→ Work item: Once you find a line containing the word "black" in the entries below, copy it.

[Saved data entries]
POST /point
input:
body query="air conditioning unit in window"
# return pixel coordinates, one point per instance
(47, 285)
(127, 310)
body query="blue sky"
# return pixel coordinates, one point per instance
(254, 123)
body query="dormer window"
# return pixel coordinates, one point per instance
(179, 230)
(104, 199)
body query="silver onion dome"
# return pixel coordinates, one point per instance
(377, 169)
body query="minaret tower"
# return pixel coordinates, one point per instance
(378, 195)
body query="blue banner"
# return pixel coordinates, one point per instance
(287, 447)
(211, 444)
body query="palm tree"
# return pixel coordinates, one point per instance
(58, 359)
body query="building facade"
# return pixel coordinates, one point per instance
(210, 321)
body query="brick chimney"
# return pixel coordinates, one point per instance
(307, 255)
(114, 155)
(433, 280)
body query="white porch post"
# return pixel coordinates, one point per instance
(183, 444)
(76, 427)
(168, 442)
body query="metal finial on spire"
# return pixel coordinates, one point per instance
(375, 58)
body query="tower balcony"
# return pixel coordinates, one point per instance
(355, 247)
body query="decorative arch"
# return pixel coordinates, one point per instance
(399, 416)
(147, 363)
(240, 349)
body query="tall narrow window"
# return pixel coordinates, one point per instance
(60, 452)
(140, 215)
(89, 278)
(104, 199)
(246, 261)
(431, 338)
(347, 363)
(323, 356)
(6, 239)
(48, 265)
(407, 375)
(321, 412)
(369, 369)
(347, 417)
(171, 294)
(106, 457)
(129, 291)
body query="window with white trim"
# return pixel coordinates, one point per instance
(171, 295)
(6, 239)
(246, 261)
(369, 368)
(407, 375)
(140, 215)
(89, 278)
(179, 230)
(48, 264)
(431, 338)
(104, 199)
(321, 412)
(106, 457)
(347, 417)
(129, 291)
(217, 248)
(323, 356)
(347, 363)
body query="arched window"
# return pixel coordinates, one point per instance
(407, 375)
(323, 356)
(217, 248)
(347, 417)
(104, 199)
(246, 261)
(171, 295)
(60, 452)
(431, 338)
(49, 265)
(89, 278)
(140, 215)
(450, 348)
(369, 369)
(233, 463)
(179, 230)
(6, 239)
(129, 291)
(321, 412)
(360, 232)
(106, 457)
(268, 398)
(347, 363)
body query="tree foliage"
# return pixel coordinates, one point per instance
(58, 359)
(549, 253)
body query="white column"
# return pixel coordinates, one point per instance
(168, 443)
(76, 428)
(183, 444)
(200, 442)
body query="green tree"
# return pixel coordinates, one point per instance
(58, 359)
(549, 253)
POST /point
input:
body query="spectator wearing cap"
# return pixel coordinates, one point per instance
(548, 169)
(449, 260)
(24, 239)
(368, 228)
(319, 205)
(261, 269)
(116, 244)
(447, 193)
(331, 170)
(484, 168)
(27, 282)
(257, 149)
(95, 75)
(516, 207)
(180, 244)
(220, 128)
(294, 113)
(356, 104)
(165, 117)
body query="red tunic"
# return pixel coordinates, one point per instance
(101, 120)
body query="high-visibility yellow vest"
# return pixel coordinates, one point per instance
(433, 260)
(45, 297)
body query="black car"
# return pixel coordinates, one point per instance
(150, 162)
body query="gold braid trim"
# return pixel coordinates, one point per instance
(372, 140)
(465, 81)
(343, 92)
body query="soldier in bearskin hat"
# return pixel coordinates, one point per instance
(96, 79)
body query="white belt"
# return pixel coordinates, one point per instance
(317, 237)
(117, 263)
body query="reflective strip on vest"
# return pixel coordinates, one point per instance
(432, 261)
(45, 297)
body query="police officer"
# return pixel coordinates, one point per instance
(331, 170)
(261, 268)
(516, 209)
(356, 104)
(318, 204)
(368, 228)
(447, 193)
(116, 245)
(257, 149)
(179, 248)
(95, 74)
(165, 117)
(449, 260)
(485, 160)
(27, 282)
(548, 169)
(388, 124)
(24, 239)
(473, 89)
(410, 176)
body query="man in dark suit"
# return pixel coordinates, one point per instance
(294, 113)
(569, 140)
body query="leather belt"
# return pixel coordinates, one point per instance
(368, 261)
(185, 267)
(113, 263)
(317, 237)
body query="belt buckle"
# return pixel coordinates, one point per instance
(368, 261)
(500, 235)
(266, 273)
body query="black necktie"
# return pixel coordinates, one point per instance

→ Result of the task:
body query="black car"
body query="black necktie"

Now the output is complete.